Artikel ▸
_ _ _ _ _ _ _
Gericht: Oberverwaltungsgericht Nordrhein-Westfalen
Beschluss verkündet am 10.12.2004
Aktenzeichen: 18 B 2599/04
Rechtsgebiete: VwGO, ARB 1/80


Vorschriften:

VwGO § 121
ARB 1/80 Art. 7 Satz 1
Art. 7 Satz 1 ARB 1/80 verleiht auch unter Würdigung des Urteils des EuGH vom 11.11.2004 - Rs. C-467/02 - (Cetinkaya) ein Aufenthaltsrecht nur zum Zwecke der tatsächlichen Ausübung einer Beschäftigung oder zum ernsthaften Betreiben des Zugangs zum Arbeitsmarkt, nicht aber ein Aufenthaltsrecht, ohne arbeiten zu wollen.
Tatbestand:

Die Antragsteller sind türkische Staatsangehörige. Die Antragstellerin zu 1. reiste mit ihren Kindern, den inzwischen volljährigen Antragstellern zu 2. bis 4., im Dezember 1989 legal zum Zwecke der Familienzusammenführung mit ihrem als Arbeitnehmer in Deutschland tätigen türkischen Ehemann ein. Im April 1991 wurde die Antragstellerin zu 5. in Deutschland geboren. Seit Juni 1993 leben die Antragsteller von dem Ehemann bzw. Vater getrennt. Keiner der Antragsteller hat jemals eine Arbeitnehmertätigkeit ausgeübt oder angestrebt.

Der Antrag der Antragsteller auf Verlängerung ihrer Aufenthaltserlaubnisse wurde abgelehnt. Ihre Klage auf Erteilung von Aufenthaltserlaubnissen wurden durch Urteile vom 10.12.1998 abgewiesen, die durch die die Anträge auf Zulassung der Berufung ablehnenden Senatsbeschlüsse vom 10.3.1999 rechtskräftig wurden.

Die nach Ablehnung ihres beim Antragsgegner gestellten, erneut ein Aufenthaltsrecht aus Art. 7 ARB 1/80 geltend machenden Antrags erhobene Klage wurde vom VG durch Urteil vom 8.7.2004 abgewiesen, das durch den den Antrag auf Zulassung der Berufung ablehnenden Senatsbeschluss vom 30.9.2004 rechtskräftig wurde.
_ _ _ _ _ _ _
Gespeicherte Einträge ▸
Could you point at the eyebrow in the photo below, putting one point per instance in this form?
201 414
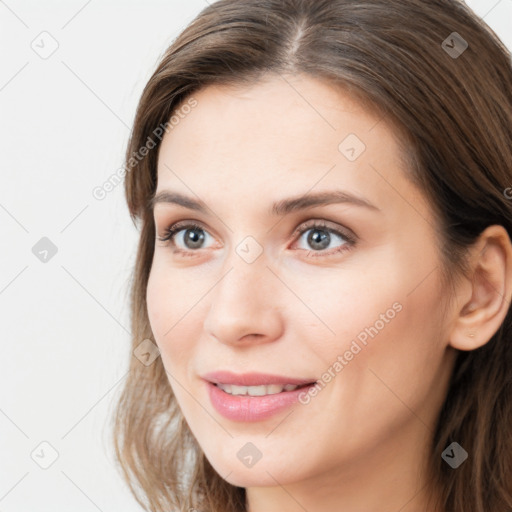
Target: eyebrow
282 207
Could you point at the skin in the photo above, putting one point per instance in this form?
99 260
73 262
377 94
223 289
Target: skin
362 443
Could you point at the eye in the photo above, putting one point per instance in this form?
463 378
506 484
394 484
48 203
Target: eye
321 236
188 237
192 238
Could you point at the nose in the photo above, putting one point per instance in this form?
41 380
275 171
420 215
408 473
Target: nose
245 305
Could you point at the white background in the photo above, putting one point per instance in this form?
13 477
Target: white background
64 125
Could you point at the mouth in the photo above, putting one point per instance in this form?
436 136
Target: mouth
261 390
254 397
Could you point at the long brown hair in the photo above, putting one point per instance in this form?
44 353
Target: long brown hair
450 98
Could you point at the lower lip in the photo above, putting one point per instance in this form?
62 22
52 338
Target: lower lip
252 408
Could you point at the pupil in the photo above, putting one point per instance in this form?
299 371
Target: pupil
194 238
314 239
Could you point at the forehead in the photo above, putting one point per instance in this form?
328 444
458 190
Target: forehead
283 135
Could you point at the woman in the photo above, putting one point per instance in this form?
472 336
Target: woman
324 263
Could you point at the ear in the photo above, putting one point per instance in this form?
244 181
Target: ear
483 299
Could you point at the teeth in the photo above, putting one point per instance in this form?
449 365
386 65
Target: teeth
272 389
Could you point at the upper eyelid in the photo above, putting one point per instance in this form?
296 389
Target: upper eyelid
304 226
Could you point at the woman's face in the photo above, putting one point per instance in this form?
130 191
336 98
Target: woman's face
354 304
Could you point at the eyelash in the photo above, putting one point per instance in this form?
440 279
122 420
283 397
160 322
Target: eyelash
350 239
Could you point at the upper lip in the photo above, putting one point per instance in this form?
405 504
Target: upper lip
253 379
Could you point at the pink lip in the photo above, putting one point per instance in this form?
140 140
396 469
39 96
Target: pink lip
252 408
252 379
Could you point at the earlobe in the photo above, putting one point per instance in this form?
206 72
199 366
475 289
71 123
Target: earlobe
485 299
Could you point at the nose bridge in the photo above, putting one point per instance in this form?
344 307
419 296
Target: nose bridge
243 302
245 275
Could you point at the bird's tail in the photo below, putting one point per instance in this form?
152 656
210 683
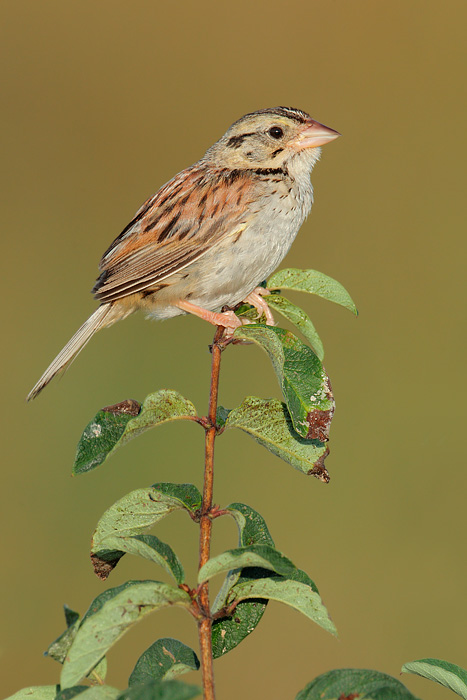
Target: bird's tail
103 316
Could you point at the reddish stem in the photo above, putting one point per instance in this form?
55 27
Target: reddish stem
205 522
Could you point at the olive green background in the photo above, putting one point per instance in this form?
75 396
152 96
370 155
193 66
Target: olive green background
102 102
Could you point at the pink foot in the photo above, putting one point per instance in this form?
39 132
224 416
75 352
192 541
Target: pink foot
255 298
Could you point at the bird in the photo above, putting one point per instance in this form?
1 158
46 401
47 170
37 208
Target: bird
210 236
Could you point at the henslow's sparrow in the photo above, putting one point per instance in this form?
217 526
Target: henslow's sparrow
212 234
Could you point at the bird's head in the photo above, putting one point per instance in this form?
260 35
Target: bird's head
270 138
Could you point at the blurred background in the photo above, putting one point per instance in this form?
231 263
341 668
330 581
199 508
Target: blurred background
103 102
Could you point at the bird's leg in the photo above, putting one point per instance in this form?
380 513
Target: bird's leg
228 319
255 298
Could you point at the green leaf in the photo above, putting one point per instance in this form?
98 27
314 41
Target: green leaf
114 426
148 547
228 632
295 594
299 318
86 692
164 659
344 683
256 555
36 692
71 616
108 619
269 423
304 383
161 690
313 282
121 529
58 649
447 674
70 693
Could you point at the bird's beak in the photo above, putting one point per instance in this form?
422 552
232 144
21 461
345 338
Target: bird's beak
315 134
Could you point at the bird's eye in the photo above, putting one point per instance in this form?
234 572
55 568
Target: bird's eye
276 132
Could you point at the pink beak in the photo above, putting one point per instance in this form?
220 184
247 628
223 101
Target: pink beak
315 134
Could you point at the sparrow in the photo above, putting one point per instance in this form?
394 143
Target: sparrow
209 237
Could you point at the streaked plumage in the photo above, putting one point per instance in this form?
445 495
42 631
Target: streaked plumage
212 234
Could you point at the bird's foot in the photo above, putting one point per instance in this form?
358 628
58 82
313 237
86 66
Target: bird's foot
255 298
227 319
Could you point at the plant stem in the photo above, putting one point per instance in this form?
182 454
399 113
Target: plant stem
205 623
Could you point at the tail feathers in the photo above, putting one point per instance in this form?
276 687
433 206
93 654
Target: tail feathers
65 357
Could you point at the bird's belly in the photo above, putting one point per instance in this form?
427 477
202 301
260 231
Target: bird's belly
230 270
_ _ _ _ _ _ _
Aufgaben zur Übung ▸
A. Wann reiste die Antragstellerin zu 1. laut dem Artikel über den Beschluss des Oberverwaltungsgerichts Nordrhein-Westfalen mit ihren Kindern nach Deutschland ein?
B. Führe den Artikel über den Beschluss des Oberverwaltungsgerichts Nordrhein-Westfalen zum Aufenthaltsrecht nach seinem letzten Satz fort.
Die Einträge stammen aus einer anderen Quelle.

Antworten ▸
A. Im Dezember 1989.

B.
Mehrere auf Schutz vor Abschiebung während der Verfahrensdauer gerichtete Anträge auf Erlass einer einstweiligen Anordnung wurden rechtskräftig abgelehnt.

Am 24.11.2004 beantragten die Antragsteller beim Antragsgegner erneut die Erteilung von Aufenthaltserlaubnissen, wobei sie einen aufgrund des Urteils des EuGH vom 13.1.2004 - Rs. C-453/00 - bestehenden Anspruch auf Überprüfung der bestandskräftigen antragsablehnenden Bescheide geltend machten, weil sich nach ihrer Meinung aus dem Urteil des EuGH vom 11.11.2004 - Rs. C-467/02 - ergebe, dass die rechtskräftigen Urteile auf einer unrichtigen Anwendung von Gemeinschaftsrecht beruhten.

Ihr auf Verpflichtung des Antragsgegners zur Unterlassung von Abschiebemaßnahmen gerichteter Antrag auf Erlass einer einstweiligen Anordnung hatte keinen Erfolg. Die Beschwerde der Antragsteller wurde vom Senat zurückgewiesen.

Gründe:

Das VG hat den Antrag der Antragsteller,

den Antragsgegner im Wege der einstweiligen Anordnung zu verpflichten, Abschiebemaßnahmen gegen die Antragsteller bis zu einer Entscheidung über den Aufenthaltserlaubnisantrag der Antragsteller vom 24.11.2004 zu unterlassen, zu Recht abgelehnt.

Dies folgt bereits daraus, dass ein unter dem 4.12.2003 gestellter, ebenfalls auf Schutz vor Abschiebung wegen eines aus Art. 7 ARB 1/80 hergeleiteten Anspruchs auf Erteilung von Aufenthaltserlaubnissen gerichteter Antrag der Antragsteller durch Beschluss des VG D. vom 5.3.2004 abgelehnt und dieser Beschluss mit dem die dagegen eingelegte Beschwerde zurückweisenden Beschluss des Senats vom 30.4.2004 rechtskräftig wurde, und dass ein nochmals am 26.7.2004 wortgleich beim erkennenden Senat gestellter und mit einer Wiederholung der bisher geäußerten Rechtsansichten begründeter Abschiebungsschutzantrag durch Senatsbeschluss vom 4.8.2004 ebenfalls rechtskräftig abgelehnt wurde. Diese antragsablehnenden Beschlüsse sind wegen der analog § 121 VwGO eingetretenen Rechtskraftwirkung hier bindend. Die Voraussetzungen für eine erneute Sachentscheidung über das gleiche Begehren der Antragsteller liegen nicht vor. Eine solche könnte nur in Betracht kommen wegen veränderter oder ohne Verschulden bisher nicht vorgetragener Umstände.

Vgl. hierzu OVG NRW, Beschlüsse vom 9.1.2003 - 18 B 2414/02 -, vom 24.2.2003 - 18 B 1182/02 -, vom 13.1.2004 - 18 B 2626/03 -, vom 11.5.2004 - 18 B 945/04 - und vom 4.8.2004 - 18 B 1574/04 -.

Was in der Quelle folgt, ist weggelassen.